* **THE DATA**
—————
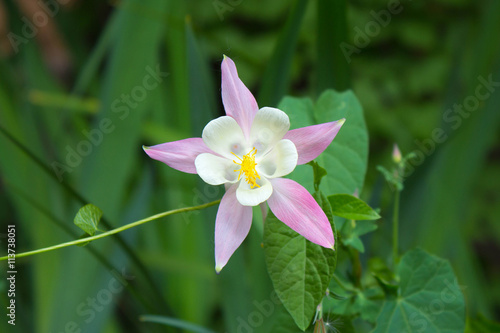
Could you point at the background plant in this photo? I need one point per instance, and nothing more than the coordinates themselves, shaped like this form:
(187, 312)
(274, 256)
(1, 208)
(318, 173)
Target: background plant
(428, 58)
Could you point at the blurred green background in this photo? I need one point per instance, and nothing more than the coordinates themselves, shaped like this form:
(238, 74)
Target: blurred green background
(84, 84)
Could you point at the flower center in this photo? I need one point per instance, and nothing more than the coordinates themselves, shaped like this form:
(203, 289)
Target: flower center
(247, 167)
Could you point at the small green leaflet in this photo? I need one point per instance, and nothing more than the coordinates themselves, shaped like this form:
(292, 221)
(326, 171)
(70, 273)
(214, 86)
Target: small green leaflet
(429, 299)
(351, 208)
(88, 218)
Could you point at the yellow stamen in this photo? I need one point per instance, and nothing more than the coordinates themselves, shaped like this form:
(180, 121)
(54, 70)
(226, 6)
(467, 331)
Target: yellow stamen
(247, 167)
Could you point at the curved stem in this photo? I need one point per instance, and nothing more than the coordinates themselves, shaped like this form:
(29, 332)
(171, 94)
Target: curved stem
(114, 231)
(395, 222)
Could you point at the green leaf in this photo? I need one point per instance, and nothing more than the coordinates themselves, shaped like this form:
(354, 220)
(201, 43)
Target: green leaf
(88, 218)
(351, 231)
(352, 208)
(300, 270)
(318, 172)
(482, 324)
(365, 303)
(429, 299)
(346, 158)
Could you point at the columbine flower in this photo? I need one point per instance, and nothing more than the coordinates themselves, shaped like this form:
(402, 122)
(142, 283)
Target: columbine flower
(249, 150)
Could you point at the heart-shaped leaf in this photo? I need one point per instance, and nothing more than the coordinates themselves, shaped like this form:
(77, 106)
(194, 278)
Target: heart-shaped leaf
(300, 270)
(88, 218)
(429, 299)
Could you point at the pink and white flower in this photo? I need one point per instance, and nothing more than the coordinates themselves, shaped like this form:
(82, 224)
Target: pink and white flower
(249, 151)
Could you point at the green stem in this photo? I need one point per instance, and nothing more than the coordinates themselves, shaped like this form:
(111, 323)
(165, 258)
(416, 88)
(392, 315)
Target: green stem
(114, 231)
(356, 267)
(395, 226)
(340, 283)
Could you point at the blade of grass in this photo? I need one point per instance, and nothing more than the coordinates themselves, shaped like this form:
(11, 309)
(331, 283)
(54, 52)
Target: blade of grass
(276, 78)
(332, 68)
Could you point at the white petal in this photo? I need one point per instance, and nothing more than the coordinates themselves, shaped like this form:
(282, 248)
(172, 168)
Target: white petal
(269, 126)
(215, 170)
(248, 196)
(223, 135)
(280, 161)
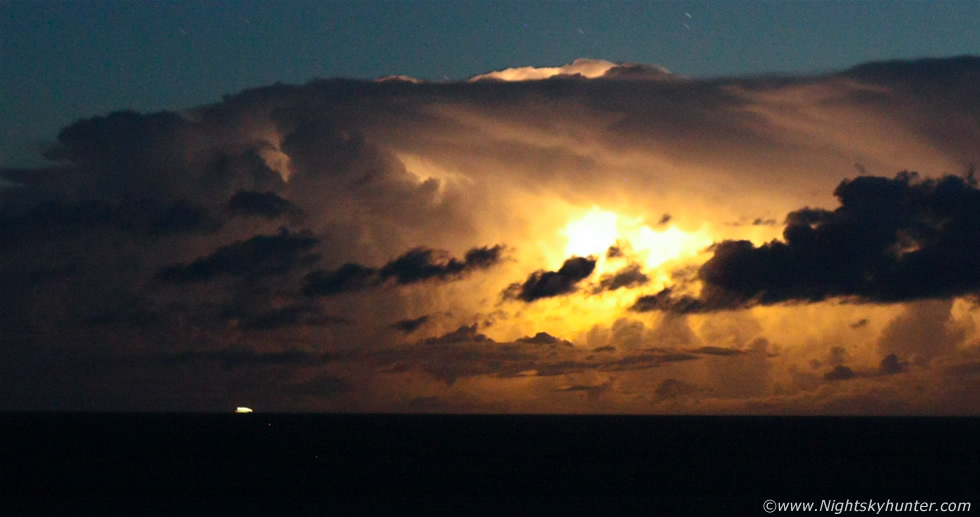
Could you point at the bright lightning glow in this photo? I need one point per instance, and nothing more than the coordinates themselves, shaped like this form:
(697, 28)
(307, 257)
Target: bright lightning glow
(595, 232)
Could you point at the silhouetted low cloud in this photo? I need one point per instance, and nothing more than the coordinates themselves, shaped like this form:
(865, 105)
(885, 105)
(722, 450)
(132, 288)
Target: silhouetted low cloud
(891, 240)
(630, 276)
(263, 204)
(409, 325)
(546, 284)
(261, 255)
(416, 265)
(840, 373)
(543, 338)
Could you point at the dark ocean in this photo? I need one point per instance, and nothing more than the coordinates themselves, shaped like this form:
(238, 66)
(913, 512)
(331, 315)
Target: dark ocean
(280, 464)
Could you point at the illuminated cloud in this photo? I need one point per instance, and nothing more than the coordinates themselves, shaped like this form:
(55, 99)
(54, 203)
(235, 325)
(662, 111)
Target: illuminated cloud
(586, 68)
(330, 246)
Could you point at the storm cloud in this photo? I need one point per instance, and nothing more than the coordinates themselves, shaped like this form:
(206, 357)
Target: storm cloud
(891, 240)
(416, 265)
(546, 284)
(336, 240)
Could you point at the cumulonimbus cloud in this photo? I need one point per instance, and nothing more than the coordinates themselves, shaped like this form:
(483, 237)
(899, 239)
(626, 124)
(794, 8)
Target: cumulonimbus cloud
(891, 240)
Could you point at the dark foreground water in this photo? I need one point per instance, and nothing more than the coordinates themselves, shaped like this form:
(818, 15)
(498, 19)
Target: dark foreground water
(287, 464)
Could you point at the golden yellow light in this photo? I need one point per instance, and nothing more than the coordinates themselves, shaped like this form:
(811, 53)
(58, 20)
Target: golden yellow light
(598, 229)
(592, 234)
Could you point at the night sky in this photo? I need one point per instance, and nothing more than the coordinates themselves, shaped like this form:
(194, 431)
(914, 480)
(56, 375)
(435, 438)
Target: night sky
(533, 207)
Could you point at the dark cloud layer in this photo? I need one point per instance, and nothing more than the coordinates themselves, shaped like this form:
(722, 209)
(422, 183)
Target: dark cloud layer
(630, 276)
(416, 265)
(547, 284)
(891, 240)
(261, 255)
(263, 204)
(197, 255)
(409, 325)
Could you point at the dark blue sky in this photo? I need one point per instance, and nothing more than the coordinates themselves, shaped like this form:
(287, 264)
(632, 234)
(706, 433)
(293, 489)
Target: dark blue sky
(63, 60)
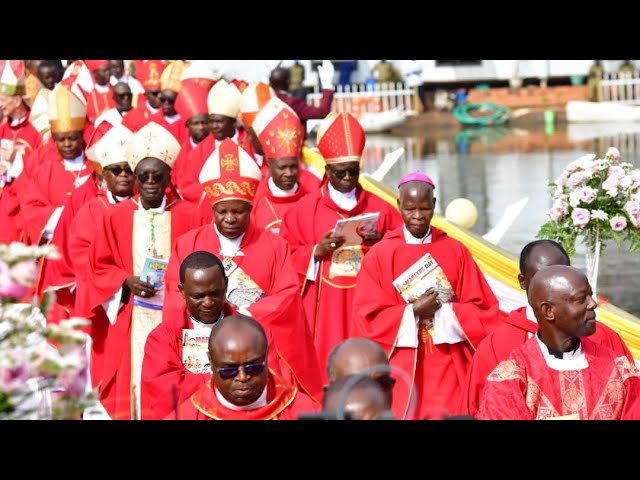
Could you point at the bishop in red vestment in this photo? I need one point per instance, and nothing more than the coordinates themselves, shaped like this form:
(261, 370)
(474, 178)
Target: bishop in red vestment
(521, 324)
(327, 268)
(429, 336)
(560, 373)
(262, 283)
(131, 233)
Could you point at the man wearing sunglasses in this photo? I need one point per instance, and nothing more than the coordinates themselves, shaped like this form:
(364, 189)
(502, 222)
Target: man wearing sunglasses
(133, 233)
(147, 104)
(262, 282)
(242, 384)
(327, 268)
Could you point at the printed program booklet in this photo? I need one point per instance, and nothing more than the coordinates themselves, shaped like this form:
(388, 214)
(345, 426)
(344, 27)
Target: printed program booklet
(195, 343)
(153, 272)
(421, 276)
(346, 227)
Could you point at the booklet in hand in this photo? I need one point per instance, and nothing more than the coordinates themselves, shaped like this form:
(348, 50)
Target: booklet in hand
(346, 227)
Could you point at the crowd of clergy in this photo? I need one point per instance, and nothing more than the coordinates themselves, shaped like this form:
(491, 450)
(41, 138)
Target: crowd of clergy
(165, 168)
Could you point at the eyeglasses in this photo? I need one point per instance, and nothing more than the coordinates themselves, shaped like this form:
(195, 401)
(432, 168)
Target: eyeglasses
(353, 172)
(156, 177)
(253, 369)
(115, 171)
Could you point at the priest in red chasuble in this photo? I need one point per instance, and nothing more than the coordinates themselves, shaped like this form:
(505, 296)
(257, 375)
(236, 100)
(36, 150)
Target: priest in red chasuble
(560, 373)
(281, 136)
(243, 386)
(135, 237)
(327, 267)
(422, 297)
(521, 324)
(262, 282)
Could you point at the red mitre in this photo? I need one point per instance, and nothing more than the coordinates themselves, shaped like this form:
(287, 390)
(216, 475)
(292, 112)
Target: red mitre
(192, 100)
(229, 174)
(279, 129)
(341, 138)
(149, 73)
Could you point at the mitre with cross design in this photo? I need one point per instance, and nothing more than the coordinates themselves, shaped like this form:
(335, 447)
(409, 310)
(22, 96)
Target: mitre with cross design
(229, 174)
(279, 129)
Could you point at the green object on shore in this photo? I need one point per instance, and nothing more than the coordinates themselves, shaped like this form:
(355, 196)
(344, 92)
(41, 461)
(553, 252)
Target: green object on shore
(499, 116)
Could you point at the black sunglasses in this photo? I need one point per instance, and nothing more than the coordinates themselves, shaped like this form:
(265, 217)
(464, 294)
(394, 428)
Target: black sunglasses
(115, 171)
(353, 172)
(252, 370)
(144, 177)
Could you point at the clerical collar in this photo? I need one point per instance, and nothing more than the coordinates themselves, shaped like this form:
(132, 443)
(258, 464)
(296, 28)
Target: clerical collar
(157, 210)
(102, 88)
(111, 198)
(411, 240)
(229, 247)
(278, 192)
(199, 324)
(346, 201)
(234, 138)
(74, 164)
(260, 402)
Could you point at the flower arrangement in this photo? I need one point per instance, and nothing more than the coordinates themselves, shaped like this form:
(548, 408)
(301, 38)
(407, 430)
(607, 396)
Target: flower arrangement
(598, 200)
(43, 368)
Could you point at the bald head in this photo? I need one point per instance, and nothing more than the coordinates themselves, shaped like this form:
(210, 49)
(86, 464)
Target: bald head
(563, 303)
(356, 355)
(279, 78)
(237, 330)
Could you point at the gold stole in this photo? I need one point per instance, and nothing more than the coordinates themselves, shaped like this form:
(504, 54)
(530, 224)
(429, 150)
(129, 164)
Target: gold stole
(143, 320)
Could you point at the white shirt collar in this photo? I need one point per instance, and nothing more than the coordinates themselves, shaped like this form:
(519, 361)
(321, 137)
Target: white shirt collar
(234, 138)
(575, 360)
(345, 201)
(229, 247)
(411, 240)
(157, 210)
(260, 402)
(277, 192)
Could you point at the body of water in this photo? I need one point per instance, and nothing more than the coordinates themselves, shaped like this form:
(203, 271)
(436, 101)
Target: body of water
(496, 167)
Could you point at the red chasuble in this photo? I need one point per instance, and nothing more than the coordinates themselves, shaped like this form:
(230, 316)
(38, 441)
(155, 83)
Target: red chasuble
(266, 260)
(328, 301)
(111, 262)
(188, 184)
(48, 190)
(268, 211)
(516, 330)
(524, 387)
(438, 371)
(163, 372)
(284, 402)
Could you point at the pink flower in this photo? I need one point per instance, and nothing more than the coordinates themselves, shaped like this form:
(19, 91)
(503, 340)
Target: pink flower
(25, 273)
(618, 223)
(8, 287)
(580, 217)
(613, 153)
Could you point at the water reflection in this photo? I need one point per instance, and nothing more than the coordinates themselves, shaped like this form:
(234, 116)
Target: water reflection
(494, 167)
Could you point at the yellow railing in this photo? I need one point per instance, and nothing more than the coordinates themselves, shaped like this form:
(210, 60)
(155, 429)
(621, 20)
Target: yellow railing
(492, 260)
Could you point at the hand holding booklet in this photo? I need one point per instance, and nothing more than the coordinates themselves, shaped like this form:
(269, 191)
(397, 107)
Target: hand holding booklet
(347, 227)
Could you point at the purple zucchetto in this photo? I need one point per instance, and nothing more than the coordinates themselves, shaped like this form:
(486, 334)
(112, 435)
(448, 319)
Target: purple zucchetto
(416, 177)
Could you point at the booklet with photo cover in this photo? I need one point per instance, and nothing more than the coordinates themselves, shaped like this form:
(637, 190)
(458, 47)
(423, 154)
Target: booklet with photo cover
(422, 276)
(195, 345)
(153, 272)
(346, 227)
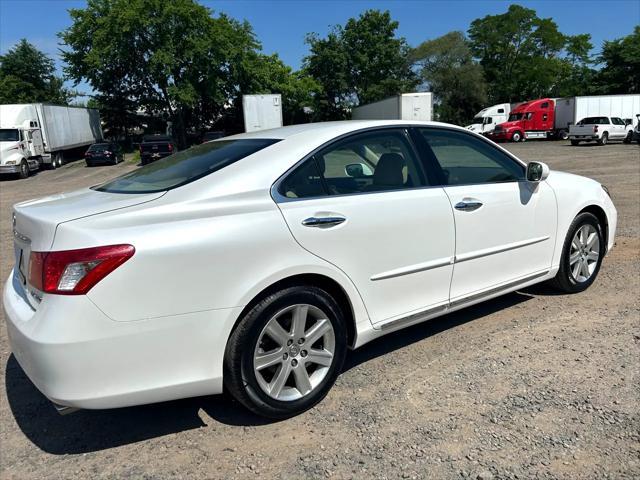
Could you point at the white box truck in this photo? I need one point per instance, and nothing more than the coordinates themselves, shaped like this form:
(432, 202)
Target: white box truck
(406, 106)
(262, 112)
(33, 135)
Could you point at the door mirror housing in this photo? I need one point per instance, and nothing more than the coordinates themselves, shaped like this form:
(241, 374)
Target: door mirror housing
(537, 172)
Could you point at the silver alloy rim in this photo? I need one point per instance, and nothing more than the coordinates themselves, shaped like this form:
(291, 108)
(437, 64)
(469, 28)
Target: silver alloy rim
(294, 352)
(584, 254)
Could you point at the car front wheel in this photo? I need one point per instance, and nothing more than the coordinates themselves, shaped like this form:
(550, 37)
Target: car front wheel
(582, 253)
(286, 352)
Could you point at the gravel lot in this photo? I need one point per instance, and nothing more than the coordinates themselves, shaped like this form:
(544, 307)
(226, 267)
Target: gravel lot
(530, 385)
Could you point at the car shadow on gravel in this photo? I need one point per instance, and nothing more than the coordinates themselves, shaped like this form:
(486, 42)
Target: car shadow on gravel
(94, 430)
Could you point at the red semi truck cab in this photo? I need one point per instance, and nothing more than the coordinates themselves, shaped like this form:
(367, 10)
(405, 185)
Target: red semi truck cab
(534, 119)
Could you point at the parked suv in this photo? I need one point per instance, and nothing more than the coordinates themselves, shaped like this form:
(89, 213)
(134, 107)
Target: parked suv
(154, 147)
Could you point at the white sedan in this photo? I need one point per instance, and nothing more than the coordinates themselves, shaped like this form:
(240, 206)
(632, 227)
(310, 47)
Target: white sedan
(253, 262)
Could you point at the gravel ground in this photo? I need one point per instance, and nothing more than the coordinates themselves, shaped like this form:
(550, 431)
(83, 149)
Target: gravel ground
(530, 385)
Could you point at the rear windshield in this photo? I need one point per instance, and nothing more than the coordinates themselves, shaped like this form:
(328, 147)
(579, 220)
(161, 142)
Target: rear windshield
(594, 121)
(185, 166)
(99, 147)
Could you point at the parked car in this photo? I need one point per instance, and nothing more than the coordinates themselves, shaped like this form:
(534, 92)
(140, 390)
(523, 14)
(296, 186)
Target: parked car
(600, 130)
(155, 147)
(103, 153)
(208, 136)
(253, 263)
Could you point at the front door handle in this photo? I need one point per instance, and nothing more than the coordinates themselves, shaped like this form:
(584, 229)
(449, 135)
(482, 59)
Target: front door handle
(468, 205)
(323, 222)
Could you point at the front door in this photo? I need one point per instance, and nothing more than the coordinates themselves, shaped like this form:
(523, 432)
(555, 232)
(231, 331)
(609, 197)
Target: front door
(361, 204)
(505, 226)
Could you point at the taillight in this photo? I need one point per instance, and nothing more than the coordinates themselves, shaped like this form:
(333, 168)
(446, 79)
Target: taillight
(75, 272)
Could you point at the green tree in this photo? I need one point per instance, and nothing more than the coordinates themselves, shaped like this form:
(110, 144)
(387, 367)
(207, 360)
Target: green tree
(359, 63)
(620, 72)
(521, 54)
(170, 59)
(27, 75)
(447, 67)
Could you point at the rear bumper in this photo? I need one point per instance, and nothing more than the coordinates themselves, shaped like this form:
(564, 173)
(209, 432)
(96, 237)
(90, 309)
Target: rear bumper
(78, 357)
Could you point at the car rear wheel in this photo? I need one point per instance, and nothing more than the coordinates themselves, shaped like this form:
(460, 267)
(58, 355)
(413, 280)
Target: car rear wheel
(604, 139)
(286, 352)
(582, 253)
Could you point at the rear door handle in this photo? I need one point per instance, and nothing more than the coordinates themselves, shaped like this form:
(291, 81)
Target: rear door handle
(323, 222)
(468, 205)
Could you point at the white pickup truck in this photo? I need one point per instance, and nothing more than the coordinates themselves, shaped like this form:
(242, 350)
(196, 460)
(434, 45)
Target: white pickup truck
(601, 130)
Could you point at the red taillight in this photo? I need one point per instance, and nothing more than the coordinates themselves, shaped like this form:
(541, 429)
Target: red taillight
(75, 272)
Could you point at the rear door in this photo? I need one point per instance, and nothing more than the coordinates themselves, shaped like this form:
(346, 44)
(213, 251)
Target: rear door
(363, 204)
(505, 226)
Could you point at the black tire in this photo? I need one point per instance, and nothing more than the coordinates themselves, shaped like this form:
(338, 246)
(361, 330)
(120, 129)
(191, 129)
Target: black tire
(24, 169)
(239, 376)
(564, 279)
(604, 139)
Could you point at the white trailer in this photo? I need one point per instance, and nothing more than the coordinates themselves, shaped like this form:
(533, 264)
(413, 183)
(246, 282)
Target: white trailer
(37, 134)
(406, 106)
(485, 120)
(571, 110)
(262, 112)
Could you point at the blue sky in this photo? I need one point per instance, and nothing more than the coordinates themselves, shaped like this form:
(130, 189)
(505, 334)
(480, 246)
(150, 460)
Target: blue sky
(282, 25)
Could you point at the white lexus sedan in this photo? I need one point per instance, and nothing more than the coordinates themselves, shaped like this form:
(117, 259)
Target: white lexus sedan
(253, 262)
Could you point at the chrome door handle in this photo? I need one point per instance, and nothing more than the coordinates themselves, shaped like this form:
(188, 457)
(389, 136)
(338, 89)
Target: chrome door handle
(468, 205)
(323, 222)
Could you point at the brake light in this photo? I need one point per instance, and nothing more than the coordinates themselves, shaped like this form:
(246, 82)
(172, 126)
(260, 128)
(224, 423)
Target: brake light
(75, 272)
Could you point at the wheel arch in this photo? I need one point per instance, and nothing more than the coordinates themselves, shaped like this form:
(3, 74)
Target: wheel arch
(328, 284)
(601, 215)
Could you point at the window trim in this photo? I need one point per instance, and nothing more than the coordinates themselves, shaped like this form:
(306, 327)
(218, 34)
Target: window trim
(403, 129)
(428, 161)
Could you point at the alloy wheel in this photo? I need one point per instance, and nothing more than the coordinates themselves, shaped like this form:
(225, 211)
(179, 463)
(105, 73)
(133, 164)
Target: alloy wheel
(584, 253)
(294, 353)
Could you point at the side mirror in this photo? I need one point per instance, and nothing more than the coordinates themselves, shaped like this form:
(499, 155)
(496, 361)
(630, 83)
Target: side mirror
(537, 172)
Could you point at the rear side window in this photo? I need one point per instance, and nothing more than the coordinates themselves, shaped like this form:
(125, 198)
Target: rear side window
(185, 166)
(464, 159)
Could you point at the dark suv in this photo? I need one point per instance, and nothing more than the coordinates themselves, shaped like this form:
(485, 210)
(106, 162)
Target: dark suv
(154, 147)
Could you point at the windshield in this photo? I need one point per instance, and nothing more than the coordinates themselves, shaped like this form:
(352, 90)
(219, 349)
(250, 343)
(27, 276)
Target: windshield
(594, 121)
(9, 135)
(185, 166)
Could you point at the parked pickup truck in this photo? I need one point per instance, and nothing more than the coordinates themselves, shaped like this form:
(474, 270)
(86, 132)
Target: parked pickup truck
(601, 130)
(154, 147)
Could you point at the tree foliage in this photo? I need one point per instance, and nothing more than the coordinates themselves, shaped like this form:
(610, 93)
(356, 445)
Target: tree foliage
(27, 75)
(360, 62)
(447, 67)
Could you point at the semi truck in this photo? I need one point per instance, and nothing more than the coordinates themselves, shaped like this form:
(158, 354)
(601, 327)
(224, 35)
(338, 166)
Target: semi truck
(406, 106)
(551, 117)
(36, 135)
(262, 112)
(485, 120)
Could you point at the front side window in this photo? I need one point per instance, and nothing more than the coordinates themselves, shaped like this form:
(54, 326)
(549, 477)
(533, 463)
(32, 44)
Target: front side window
(369, 162)
(464, 159)
(185, 166)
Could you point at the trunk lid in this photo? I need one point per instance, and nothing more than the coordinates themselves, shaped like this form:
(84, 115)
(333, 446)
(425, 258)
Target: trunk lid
(35, 223)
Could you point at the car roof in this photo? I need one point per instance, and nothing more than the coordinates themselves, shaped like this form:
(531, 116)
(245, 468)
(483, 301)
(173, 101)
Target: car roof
(331, 128)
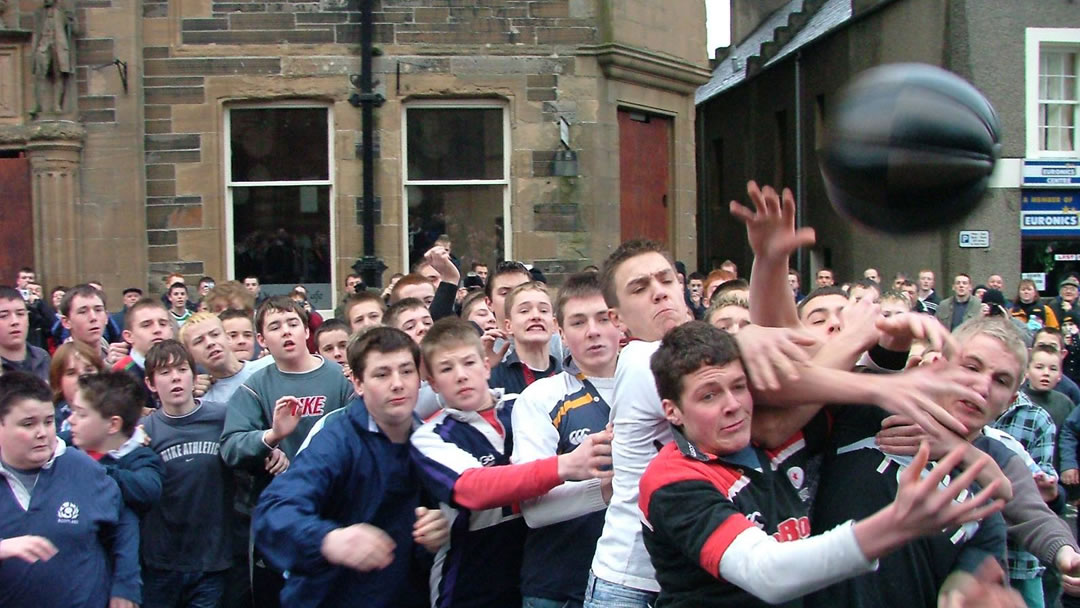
—————
* **WORK REQUIRED**
List every line of the entries above that contains the word "glow", copying each line in full.

* **PROBLEM SOLUTION**
Could you point at the bright lightning glow in this photo? I need one point per instance, and nothing more than the coordinates themselves, shaped like this form:
Target: bright lightning glow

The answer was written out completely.